_Excerto do documento_:
:::::

Portalegre-Castelo Branco, 08-03-2019

Para cada mulher, uma linda flor a seu gosto, um obrigado e uma prece! E que a luta continue!…
Vivemos o dia, o primeiro dia de luto nacional pelas vítimas da violência doméstica que a todos envergonha e faz sofrer. Também no Parlamento se fez um minuto de silêncio e houve um voto de pesar pelas vítimas. E falou-se, falou-se com unanimidade, pedindo tolerância zero, respostas mais eficazes e cabais, mais medidas dos poderes públicos, mudança de cultura e muito mais se disse apontando para um futuro mais atento e exigente, sem que haja qualquer espécie de contemplação para com os agressores. Por outros lugares e instâncias também se falou e tomaram iniciativas várias. E bem, foi bom! 
A Comissão Nacional Justiça e Paz, na sua Nota do passado mês de fevereiro, referia que apesar de vivermos num Estado de Direito dotado de amplo quadro legal, apesar de o Estado dispor de instituições apetrechadas com recursos humanos capazes, apesar de vivermos numa sociedade com níveis de escolaridade sem paralelo, apesar de tantas vítimas e sofrimento, a tragédia persiste, insinuando que o quadro legal não é suficiente, que as instituições não funcionam articuladamente, que os conhecimentos e a informação não produz a necessária alteração de comportamentos. De facto, escreve a Comissão Nacional Justiça e Paz, de facto, não há “quadros legais perfeitos e as leis carecem sempre de ser melhoradas, mas têm que ser cumpridas. Não há políticas públicas suficientemente abrangentes, mas as que estão definidas têm que ser executadas e consolidadas. Não há sistemas completos, mas os que existem têm que funcionar de forma articulada e consistente. Não há responsabilidades exclusivas, mas responsabilidades partilhadas por todos os decisores numa imensa hierarquia das estruturas de intervenção. Mas também, na vivência concreta do dia-a-dia, há responsabilidades partilhadas por todos nós, cidadãos conscientes da sua pertença coletiva”.

:::::

_Problema breve 1_:
De acordo com o excerto, que gestos de homenagem às vítimas tiveram lugar no Parlamento?
_Problema breve 2_:
Indique se cada afirmação está de acordo com o excerto e justifique com as palavras exatas que o decidem. (a) No Parlamento, falou-se com unanimidade. (b) A Nota da Comissão Nacional Justiça e Paz data de janeiro. (c) A Comissão Nacional Justiça e Paz considera que existem quadros legais perfeitos.

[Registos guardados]
:::::

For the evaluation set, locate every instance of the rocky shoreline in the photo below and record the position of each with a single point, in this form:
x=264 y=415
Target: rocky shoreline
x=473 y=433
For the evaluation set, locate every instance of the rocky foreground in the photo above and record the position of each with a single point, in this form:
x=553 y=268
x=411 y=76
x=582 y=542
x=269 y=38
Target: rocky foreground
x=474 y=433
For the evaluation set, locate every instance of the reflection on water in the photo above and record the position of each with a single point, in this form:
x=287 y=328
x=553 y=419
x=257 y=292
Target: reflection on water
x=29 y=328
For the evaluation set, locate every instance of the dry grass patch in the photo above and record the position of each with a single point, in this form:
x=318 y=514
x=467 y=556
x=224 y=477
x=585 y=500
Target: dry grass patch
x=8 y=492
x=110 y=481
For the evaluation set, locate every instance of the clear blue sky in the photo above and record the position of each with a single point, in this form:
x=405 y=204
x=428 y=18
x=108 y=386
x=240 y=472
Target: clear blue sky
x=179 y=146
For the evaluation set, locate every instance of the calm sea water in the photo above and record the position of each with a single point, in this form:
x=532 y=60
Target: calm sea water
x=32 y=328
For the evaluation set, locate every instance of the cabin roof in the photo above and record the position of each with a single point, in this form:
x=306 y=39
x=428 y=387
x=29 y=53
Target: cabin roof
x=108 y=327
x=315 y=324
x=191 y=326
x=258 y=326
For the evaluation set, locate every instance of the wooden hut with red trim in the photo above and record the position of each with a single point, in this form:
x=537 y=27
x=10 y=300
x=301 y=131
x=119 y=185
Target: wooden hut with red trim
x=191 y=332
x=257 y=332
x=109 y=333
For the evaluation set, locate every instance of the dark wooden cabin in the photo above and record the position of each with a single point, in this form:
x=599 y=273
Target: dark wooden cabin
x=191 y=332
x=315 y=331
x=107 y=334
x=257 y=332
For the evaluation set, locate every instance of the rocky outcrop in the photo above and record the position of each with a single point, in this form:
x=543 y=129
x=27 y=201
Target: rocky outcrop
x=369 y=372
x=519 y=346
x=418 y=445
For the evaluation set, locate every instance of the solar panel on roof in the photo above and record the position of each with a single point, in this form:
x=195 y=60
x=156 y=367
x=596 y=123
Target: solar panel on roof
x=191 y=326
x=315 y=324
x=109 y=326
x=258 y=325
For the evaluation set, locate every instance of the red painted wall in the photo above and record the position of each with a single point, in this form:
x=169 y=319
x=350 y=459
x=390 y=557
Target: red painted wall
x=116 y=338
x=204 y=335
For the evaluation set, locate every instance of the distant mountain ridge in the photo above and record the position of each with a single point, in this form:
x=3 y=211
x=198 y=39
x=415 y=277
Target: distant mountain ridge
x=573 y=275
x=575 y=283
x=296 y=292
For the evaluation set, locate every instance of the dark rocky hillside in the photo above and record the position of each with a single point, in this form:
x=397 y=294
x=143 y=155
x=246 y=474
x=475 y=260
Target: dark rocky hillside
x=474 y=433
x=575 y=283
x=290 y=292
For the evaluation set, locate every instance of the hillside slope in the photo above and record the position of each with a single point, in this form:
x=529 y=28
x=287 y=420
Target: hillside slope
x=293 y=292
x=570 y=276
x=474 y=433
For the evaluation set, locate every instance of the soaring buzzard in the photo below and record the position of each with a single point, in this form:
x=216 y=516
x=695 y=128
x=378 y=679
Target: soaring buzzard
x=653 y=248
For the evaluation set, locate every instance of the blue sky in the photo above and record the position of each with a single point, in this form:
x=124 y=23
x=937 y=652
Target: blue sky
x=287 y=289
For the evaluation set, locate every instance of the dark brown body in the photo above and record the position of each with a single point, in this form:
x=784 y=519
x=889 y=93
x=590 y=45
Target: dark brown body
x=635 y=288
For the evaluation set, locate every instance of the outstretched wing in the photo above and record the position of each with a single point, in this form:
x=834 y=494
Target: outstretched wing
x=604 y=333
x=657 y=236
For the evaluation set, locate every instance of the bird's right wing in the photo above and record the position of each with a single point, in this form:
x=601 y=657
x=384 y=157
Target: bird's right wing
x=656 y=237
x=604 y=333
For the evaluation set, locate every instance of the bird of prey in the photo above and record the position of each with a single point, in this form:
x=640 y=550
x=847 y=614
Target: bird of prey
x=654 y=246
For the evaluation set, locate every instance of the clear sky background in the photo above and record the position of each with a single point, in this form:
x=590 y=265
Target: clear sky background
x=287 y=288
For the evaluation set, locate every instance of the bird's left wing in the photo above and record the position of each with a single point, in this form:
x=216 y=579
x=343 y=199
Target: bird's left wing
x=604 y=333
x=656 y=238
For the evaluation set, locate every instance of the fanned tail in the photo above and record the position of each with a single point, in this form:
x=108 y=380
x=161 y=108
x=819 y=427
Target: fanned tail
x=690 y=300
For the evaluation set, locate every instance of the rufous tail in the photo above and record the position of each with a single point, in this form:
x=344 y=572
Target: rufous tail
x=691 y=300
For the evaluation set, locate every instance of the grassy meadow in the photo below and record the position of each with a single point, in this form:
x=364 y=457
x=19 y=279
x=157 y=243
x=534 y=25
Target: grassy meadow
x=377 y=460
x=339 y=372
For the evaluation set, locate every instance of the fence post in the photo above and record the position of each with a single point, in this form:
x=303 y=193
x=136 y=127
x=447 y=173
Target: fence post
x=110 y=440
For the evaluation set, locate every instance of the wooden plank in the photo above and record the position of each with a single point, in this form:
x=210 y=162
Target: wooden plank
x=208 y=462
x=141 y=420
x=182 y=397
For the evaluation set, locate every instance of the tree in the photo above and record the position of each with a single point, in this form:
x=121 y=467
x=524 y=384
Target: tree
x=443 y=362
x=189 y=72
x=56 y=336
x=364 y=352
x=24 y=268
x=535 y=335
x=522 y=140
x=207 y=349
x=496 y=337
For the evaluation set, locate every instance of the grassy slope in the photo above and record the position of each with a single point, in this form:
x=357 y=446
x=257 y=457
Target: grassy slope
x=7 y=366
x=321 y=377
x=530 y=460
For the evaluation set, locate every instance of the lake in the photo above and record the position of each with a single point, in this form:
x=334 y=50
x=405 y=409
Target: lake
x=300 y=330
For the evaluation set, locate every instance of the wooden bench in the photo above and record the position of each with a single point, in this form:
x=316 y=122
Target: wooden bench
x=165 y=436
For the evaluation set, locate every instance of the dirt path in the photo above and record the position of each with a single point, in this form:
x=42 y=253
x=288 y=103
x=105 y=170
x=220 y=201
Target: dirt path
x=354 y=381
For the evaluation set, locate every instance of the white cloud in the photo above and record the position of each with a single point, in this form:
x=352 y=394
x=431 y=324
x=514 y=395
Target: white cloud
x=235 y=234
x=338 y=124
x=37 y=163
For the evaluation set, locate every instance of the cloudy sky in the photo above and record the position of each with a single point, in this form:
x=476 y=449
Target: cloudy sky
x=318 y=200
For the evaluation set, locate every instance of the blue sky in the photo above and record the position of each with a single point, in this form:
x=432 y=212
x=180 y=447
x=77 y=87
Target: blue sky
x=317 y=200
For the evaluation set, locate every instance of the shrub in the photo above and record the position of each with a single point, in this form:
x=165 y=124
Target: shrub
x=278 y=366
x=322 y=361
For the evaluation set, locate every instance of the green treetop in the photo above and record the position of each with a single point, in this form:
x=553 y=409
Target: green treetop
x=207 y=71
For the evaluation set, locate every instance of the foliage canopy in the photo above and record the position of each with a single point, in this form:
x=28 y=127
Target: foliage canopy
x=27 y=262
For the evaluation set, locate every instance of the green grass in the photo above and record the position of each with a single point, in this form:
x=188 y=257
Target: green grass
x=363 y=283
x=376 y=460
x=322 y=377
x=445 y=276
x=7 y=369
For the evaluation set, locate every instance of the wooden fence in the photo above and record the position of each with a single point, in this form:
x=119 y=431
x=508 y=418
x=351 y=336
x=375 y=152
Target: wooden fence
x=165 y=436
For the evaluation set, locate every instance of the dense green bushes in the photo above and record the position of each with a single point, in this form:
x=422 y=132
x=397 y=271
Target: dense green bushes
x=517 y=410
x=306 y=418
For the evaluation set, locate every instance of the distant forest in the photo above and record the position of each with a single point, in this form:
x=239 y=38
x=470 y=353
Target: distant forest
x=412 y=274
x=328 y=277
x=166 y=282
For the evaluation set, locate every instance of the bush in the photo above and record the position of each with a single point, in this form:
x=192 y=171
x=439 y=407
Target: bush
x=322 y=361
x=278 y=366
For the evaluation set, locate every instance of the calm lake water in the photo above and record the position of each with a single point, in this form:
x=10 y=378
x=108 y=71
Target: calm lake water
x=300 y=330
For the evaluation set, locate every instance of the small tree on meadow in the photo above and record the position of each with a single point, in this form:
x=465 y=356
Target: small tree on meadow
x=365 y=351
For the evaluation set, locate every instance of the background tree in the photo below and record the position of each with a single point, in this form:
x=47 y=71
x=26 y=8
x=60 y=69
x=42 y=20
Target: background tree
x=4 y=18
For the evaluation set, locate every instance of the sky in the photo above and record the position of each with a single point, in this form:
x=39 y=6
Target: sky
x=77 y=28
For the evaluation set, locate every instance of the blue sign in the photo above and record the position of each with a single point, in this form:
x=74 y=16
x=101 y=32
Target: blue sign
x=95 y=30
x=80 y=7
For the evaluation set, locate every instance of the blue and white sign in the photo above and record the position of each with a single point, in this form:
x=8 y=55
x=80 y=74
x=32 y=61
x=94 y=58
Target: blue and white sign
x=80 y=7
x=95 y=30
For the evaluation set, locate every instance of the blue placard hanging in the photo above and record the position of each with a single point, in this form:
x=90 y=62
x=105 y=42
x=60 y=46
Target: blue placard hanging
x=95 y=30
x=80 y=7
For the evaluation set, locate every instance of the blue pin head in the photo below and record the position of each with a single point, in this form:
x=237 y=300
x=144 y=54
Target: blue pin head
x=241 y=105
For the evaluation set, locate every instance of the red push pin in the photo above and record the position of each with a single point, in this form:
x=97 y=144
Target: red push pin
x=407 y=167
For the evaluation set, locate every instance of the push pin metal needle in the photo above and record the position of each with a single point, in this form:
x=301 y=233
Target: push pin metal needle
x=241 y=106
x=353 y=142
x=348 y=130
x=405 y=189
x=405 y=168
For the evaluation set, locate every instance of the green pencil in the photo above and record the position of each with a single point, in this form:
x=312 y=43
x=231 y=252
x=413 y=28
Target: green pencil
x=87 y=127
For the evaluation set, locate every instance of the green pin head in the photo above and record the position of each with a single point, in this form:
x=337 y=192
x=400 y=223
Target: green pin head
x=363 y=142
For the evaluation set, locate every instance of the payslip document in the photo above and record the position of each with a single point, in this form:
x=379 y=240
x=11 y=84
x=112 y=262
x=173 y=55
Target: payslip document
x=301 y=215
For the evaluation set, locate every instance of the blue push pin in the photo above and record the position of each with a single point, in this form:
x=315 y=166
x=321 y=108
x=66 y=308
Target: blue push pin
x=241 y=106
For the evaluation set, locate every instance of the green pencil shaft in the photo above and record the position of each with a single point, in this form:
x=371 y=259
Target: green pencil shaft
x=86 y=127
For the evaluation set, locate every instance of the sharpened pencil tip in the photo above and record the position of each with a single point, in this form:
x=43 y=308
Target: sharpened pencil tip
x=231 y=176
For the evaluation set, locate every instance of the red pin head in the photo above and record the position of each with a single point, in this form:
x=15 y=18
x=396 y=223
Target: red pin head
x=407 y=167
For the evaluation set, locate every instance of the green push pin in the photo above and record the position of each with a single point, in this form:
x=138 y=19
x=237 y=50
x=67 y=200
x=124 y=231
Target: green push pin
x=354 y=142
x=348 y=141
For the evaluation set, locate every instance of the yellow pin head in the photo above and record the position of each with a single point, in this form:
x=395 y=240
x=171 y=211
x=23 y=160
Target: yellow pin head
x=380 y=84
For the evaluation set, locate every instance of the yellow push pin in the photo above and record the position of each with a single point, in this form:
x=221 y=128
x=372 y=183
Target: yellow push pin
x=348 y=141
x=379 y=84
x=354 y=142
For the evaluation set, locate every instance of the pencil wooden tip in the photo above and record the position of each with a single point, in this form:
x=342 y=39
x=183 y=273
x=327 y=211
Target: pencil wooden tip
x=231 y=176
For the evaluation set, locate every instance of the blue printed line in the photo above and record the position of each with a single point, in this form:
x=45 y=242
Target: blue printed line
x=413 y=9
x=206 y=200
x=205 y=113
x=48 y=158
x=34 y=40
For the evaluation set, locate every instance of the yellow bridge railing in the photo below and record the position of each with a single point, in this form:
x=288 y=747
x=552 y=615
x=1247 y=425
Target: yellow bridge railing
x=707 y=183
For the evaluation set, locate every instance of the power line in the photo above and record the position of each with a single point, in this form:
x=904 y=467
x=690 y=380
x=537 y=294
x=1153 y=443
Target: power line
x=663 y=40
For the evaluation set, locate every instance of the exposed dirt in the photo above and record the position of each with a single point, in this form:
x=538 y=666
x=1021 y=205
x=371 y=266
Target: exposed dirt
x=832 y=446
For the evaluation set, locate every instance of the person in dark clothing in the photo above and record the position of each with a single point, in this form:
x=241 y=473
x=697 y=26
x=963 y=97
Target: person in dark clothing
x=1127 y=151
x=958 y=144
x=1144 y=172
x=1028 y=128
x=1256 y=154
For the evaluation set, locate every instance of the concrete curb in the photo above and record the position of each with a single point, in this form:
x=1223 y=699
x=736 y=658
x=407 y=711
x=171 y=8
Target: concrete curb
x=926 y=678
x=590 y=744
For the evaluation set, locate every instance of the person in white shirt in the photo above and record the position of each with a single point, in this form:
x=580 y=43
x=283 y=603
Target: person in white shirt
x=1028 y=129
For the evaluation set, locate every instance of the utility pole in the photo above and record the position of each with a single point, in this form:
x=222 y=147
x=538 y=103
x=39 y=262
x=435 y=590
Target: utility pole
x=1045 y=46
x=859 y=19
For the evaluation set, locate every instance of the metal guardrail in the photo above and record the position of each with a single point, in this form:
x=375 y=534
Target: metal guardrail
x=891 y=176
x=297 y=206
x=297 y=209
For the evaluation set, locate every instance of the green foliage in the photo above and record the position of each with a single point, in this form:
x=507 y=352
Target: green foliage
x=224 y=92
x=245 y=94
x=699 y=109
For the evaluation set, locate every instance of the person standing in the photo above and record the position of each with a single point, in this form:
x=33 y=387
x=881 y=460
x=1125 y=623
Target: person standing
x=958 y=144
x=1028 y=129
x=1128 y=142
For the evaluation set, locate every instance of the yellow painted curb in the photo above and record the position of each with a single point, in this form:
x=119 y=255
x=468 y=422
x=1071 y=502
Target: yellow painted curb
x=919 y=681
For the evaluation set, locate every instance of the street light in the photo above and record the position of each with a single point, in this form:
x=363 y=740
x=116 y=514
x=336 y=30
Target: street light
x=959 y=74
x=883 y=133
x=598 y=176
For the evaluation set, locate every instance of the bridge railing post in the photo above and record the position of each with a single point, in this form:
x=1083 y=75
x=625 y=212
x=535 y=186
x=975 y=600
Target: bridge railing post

:::::

_Resolução 1_:
Fez-se um minuto de silêncio e houve um voto de pesar pelas vítimas.

_Resolução 2_:
(a) Sim: "falou-se com unanimidade".
(b) Não: "na sua Nota do passado mês de fevereiro".
(c) Não: "não há “quadros legais perfeitos".